Given records: Begin

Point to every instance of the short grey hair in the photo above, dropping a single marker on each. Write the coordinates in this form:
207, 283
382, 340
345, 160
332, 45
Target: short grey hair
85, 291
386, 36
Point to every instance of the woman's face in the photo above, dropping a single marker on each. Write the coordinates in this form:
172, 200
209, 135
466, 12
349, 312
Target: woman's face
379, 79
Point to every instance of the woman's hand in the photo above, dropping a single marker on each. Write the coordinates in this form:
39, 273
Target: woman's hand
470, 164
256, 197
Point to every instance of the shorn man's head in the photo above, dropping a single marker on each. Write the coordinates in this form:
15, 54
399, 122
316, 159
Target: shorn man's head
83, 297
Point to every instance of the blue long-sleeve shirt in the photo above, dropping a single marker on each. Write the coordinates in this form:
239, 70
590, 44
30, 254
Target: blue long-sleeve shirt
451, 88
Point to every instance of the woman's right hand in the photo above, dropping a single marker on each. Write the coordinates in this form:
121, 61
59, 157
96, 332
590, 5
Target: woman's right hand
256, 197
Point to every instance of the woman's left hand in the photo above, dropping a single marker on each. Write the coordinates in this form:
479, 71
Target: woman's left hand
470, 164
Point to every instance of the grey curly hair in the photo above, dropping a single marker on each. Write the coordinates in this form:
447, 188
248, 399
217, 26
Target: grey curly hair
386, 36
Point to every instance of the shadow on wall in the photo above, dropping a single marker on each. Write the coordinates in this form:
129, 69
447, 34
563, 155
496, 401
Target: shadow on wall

Given records: End
Given records: Begin

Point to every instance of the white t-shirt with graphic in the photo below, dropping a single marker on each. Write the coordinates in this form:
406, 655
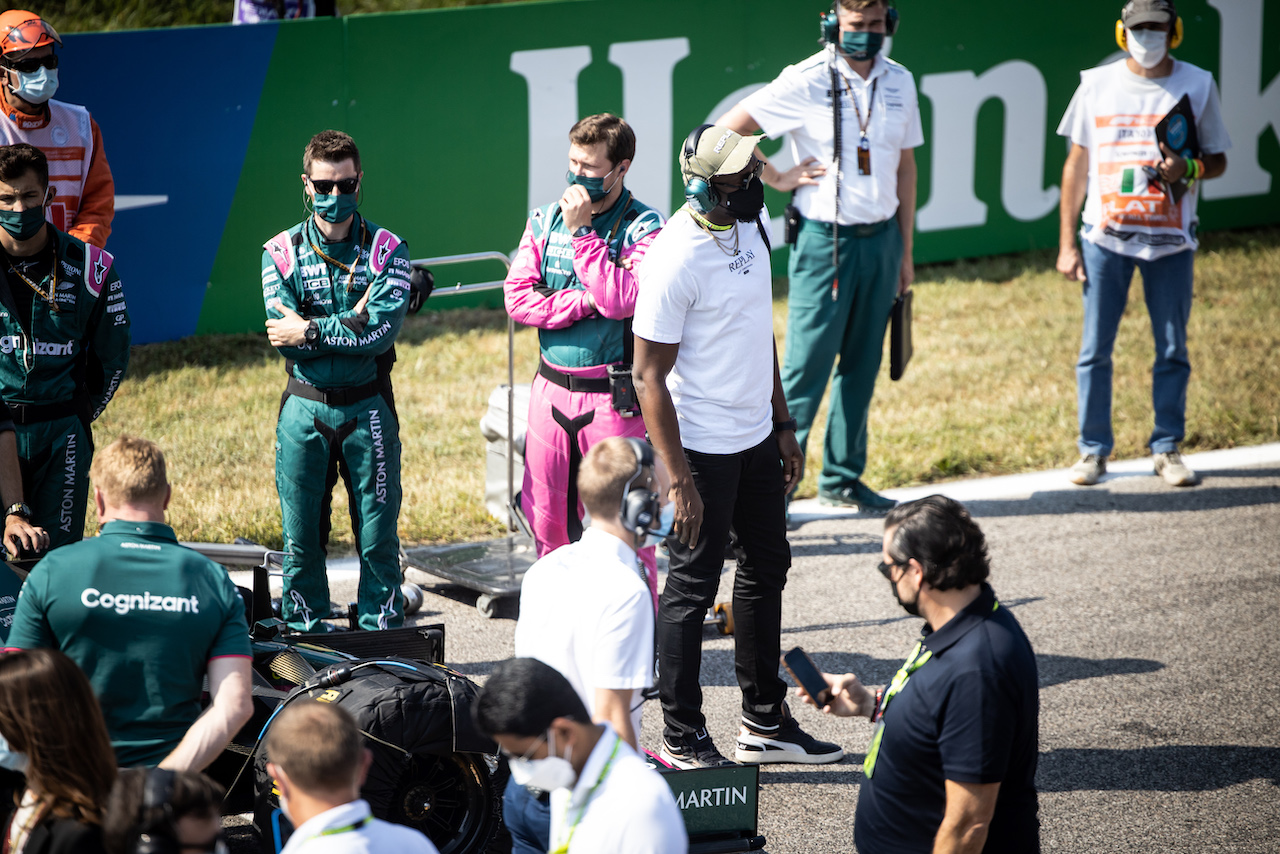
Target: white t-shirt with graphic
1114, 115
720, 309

Given records: End

▸ **What to produce**: In the records above, how many lines contain the word "shadow"? Say only the number.

▸ **Exercise result**: 2